▶ WRITTEN EXERCISE
Which rows below contain the string "antenna", with case counting? Copy out each of those rows in full.

▶ INPUT
-.-.-
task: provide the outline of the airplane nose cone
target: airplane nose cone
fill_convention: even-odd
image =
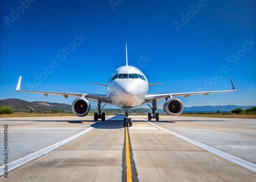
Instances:
[[[123,106],[134,105],[139,94],[139,87],[136,85],[119,85],[117,89],[118,98]]]

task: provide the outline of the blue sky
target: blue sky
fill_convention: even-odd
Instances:
[[[20,75],[23,90],[105,94],[87,82],[106,83],[125,64],[127,42],[129,65],[163,83],[150,94],[231,89],[231,75],[233,93],[179,98],[185,107],[256,105],[254,1],[1,3],[0,99],[75,99],[18,93]]]

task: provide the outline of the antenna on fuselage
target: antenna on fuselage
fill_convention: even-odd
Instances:
[[[127,57],[127,42],[126,43],[126,66],[128,66],[128,58]]]

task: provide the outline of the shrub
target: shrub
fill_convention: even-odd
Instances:
[[[248,114],[256,114],[256,107],[246,109],[245,113]]]
[[[232,113],[235,113],[237,114],[244,114],[245,111],[242,108],[237,108],[237,109],[233,109],[232,111],[231,111],[231,112]]]
[[[13,113],[13,111],[9,107],[0,108],[0,114],[11,114],[12,113]]]

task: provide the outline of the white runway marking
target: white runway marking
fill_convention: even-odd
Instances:
[[[49,147],[43,148],[42,149],[36,151],[29,155],[26,155],[23,158],[21,158],[10,163],[8,163],[8,172],[10,172],[11,171],[12,171],[13,170],[14,170],[17,168],[18,167],[20,167],[24,165],[24,164],[30,162],[30,161],[32,161],[47,153],[50,152],[50,151],[56,149],[57,148],[58,148],[66,144],[66,143],[69,143],[69,142],[75,139],[76,138],[81,136],[81,135],[86,134],[87,133],[97,127],[98,126],[101,125],[101,124],[104,124],[105,122],[106,122],[107,121],[108,121],[109,120],[110,120],[114,116],[113,116],[108,118],[105,121],[101,122],[100,123],[97,123],[94,127],[90,127],[90,128],[87,128],[84,131],[76,135],[75,135],[65,140],[61,141],[60,142],[56,143],[55,144],[49,146]],[[4,169],[5,168],[5,165],[0,167],[0,171],[1,171],[0,173],[0,176],[4,175]]]
[[[246,168],[247,169],[249,169],[252,171],[253,172],[256,172],[256,164],[254,164],[252,163],[250,163],[248,161],[246,161],[245,160],[244,160],[242,159],[239,158],[238,157],[236,157],[236,156],[230,155],[228,153],[225,153],[224,152],[223,152],[222,151],[217,150],[214,148],[211,147],[208,145],[205,145],[202,143],[198,142],[195,140],[192,140],[189,138],[186,137],[185,136],[183,136],[183,135],[178,134],[176,133],[170,131],[169,130],[168,130],[167,129],[165,129],[163,127],[162,127],[161,126],[159,126],[156,124],[153,124],[152,122],[143,119],[141,117],[139,117],[140,119],[143,119],[143,120],[146,121],[148,123],[151,124],[151,125],[157,127],[157,128],[159,128],[160,129],[162,129],[167,133],[168,133],[170,134],[172,134],[177,137],[180,138],[184,140],[186,140],[186,141],[188,141],[189,143],[191,143],[195,145],[197,145],[205,150],[206,150],[207,151],[212,153],[219,157],[220,157],[222,158],[225,159],[228,161],[229,161],[234,164],[236,164],[237,165],[239,165],[239,166],[242,166],[244,167],[245,168]]]
[[[129,130],[159,130],[156,127],[131,127]]]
-.-.-
▶ RESULT OF THE EXERCISE
task: provide the outline of the antenna on fuselage
target: antenna on fuselage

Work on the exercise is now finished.